### Set problem 1
Answer these from the arXiv post below, one line each:
(a) Into which graduate program and university was the author recommended for admission?
(b) Which years do the crawled papers cover?
(c) What was the total number of math papers on ARXIV over those years?
### Set problem 2
Please print the arXiv post from "Of course, this" up to and including "papers per day.".
### Set problem 3
For each statement, say yes or no according to the arXiv post, and quote the words that decide it.
(a) The crawled data included titles, categories, years, and months.
(b) The author says the article uncovered particularly high-value information.
(c) The math papers averaged 74 per day over the five years.

=== Given passage ===

Total papers per year
By 苏剑林 | Nov 13, 2015
The author has successfully been recommended for admission to the Pure Mathematics graduate program at Sun Yat-sen University. While this major is quite theoretical, I will continue to maintain my interest in data analysis, computer science, and other fields. Recently, I felt inspired to conduct research combining my major with data mining. Therefore, I crawled math papers from ARXIV for the past five years (2010 to 2014), including data such as titles, categories, years, and months, to perform a simple analysis of the "market" of mathematics in recent years. Personally, I believe that as ARXIV is currently the world's largest electronic database for preprints of scientific papers, analyzing its data can lead to conclusions that are representative to a certain extent.
Of course, this article is intended as a practice piece for web crawling and basic data analysis, and it hasn't excavated particularly high-value information. At the end of the post, I've attached the data I crawled for interested readers to further analyze and study.
Over these five years, the total number of math papers on ARXIV was 135,009, averaging 27,000 papers per year, or 74 papers per day.

=== Listed entries ===

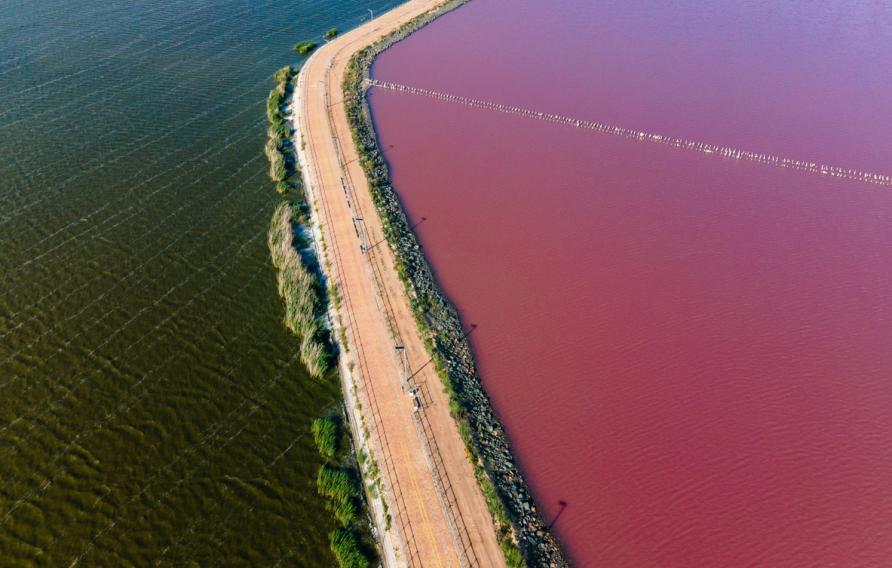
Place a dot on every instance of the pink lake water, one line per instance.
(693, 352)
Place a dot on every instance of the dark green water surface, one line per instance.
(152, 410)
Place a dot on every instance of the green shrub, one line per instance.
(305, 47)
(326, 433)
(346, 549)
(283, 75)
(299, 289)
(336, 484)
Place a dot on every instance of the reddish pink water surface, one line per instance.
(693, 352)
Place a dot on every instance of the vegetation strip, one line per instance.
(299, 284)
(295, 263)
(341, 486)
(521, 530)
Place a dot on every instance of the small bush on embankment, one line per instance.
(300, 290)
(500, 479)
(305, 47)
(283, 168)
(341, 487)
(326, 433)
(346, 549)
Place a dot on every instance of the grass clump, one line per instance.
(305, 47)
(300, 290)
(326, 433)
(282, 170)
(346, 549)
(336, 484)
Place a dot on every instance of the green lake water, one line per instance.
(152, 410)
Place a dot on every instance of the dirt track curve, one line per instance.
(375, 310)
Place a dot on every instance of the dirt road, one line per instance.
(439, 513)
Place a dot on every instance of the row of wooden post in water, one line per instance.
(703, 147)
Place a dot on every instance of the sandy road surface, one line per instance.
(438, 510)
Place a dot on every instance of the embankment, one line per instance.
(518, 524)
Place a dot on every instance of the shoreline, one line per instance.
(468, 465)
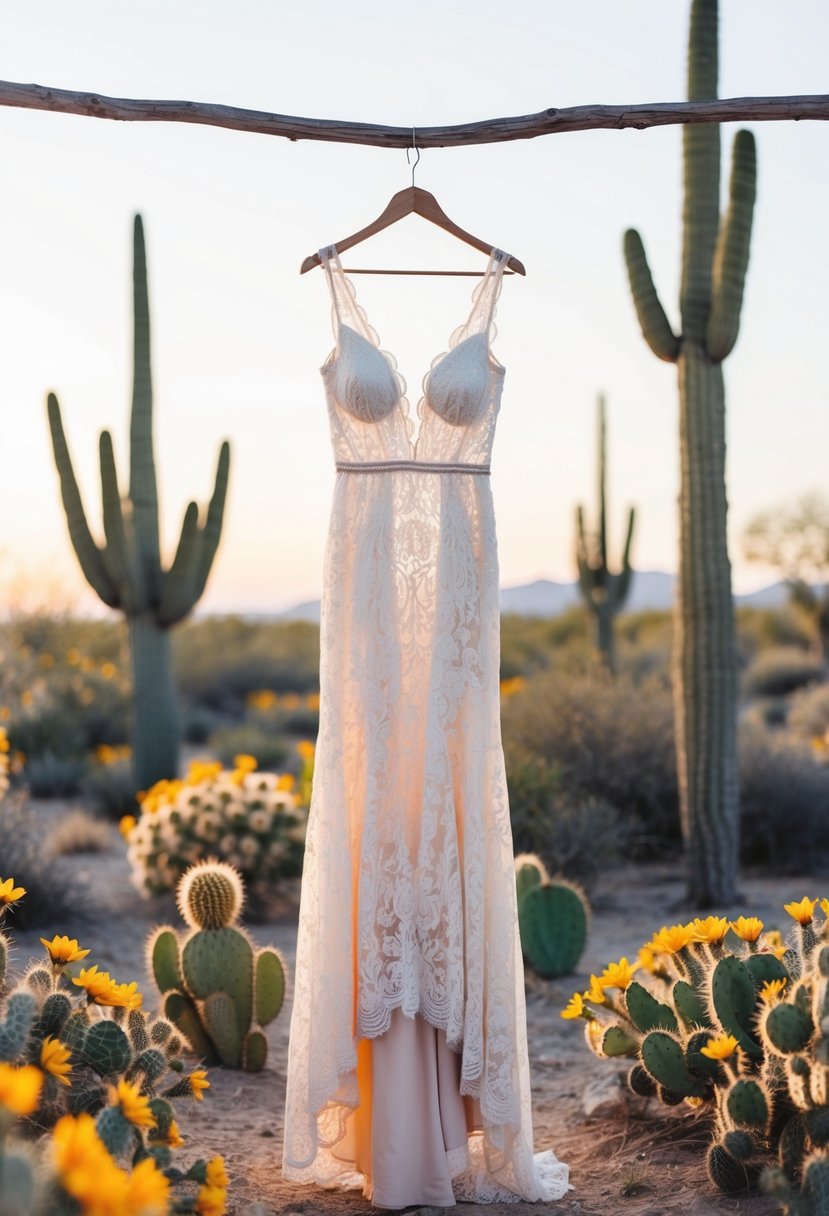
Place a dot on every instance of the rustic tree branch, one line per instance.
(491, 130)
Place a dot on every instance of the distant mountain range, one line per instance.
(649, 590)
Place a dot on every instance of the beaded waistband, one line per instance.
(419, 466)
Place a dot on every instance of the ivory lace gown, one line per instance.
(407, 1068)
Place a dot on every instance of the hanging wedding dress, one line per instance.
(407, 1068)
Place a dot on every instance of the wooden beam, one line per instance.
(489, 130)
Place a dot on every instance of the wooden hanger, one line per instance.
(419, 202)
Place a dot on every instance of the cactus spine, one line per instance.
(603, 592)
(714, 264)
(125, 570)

===
=== Listed entries ===

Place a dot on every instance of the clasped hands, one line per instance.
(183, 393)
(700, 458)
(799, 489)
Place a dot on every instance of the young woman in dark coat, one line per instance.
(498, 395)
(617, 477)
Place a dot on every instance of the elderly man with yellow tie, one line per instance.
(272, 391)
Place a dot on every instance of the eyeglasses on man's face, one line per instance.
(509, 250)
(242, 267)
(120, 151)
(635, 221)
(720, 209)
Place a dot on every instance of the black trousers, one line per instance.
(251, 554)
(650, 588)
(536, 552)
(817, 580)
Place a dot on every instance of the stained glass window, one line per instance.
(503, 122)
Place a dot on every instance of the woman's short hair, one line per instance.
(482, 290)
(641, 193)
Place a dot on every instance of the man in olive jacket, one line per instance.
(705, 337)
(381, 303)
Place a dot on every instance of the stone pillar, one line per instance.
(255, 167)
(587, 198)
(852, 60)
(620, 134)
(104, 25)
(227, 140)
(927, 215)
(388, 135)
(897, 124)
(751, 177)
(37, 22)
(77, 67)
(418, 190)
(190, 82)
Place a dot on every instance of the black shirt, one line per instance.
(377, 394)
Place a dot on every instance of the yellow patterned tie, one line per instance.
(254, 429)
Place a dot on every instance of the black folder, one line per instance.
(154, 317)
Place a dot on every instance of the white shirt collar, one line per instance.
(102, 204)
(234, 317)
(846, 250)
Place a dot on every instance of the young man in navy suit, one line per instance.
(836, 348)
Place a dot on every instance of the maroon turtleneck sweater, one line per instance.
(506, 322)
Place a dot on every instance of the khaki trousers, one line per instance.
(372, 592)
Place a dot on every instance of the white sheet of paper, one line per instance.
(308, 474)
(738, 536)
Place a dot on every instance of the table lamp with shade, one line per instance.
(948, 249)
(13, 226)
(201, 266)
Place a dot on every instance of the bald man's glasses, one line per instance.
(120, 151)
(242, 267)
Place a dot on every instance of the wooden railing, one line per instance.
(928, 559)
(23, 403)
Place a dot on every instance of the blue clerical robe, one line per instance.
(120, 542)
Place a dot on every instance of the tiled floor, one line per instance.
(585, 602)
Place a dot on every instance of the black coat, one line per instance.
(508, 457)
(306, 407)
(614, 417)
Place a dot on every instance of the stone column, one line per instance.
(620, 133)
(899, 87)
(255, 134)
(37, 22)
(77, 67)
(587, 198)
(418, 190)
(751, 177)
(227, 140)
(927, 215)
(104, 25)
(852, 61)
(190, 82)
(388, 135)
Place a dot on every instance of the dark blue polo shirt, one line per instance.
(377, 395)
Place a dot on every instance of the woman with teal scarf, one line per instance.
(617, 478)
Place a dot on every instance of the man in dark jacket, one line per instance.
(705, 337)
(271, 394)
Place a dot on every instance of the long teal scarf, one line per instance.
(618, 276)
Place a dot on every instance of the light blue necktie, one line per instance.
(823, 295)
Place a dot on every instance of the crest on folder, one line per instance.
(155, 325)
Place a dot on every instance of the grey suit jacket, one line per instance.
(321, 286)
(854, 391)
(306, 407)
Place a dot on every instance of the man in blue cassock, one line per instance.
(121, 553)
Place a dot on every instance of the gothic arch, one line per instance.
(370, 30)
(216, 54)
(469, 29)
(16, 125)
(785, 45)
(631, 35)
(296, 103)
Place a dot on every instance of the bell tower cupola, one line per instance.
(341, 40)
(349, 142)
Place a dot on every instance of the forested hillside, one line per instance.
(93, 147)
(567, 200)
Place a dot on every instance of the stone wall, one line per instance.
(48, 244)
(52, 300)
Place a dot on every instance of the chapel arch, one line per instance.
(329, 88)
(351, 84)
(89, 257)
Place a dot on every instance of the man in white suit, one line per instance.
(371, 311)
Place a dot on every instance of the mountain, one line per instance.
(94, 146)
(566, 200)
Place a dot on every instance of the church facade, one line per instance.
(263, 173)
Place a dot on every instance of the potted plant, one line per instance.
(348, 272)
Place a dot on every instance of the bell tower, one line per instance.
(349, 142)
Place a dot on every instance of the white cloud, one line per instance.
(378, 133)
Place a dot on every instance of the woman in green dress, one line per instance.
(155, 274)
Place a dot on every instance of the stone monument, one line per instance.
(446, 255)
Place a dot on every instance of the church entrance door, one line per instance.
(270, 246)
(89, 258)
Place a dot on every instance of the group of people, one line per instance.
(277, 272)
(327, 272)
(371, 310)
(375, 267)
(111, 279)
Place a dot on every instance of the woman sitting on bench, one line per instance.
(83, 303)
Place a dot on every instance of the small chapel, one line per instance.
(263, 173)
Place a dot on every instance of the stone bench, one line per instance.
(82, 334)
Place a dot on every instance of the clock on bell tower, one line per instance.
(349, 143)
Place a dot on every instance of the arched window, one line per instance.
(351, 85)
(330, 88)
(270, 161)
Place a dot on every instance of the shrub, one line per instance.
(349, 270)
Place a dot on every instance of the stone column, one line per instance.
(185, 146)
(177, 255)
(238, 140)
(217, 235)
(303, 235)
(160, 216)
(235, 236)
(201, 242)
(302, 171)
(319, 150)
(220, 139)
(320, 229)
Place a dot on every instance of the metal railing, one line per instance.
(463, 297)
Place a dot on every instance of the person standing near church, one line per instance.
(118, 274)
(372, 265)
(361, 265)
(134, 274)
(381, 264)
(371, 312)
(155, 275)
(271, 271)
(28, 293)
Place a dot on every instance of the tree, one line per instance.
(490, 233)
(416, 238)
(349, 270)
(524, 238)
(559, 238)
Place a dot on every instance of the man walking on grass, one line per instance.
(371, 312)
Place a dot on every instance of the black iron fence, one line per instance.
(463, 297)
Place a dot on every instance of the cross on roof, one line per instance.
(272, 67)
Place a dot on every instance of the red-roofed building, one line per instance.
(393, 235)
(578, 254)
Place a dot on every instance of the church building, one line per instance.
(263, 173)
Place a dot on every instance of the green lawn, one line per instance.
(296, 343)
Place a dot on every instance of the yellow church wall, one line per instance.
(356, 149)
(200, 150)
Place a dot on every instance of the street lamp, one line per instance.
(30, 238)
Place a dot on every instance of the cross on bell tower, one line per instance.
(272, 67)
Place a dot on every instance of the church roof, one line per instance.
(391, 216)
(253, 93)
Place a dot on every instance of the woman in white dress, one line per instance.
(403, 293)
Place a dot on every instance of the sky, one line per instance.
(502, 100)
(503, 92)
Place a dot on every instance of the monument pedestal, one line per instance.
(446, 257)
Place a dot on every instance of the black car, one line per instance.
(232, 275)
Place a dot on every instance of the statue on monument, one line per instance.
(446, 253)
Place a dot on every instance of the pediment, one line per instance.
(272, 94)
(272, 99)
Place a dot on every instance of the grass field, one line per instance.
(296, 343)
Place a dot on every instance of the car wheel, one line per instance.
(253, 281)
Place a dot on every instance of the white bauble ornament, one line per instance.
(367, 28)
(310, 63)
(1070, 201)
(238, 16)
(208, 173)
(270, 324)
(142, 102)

===

### Task response 1
(a) The Pure Mathematics graduate program at Sun Yat-sen University
(b) 2010 to 2014
(c) 135,009

### Task response 2
Of course, this article is intended as a practice piece for web crawling and basic data analysis, and it hasn't excavated particularly high-value information. At the end of the post, I've attached the data I crawled for interested readers to further analyze and study.
Over these five years, the total number of math papers on ARXIV was 135,009, averaging 27,000 papers per year, or 74 papers per day.

### Task response 3
(a) Yes: "including data such as titles, categories, years, and months"
(b) No: "it hasn't excavated particularly high-value information"
(c) Yes: "averaging 27,000 papers per year, or 74 papers per day"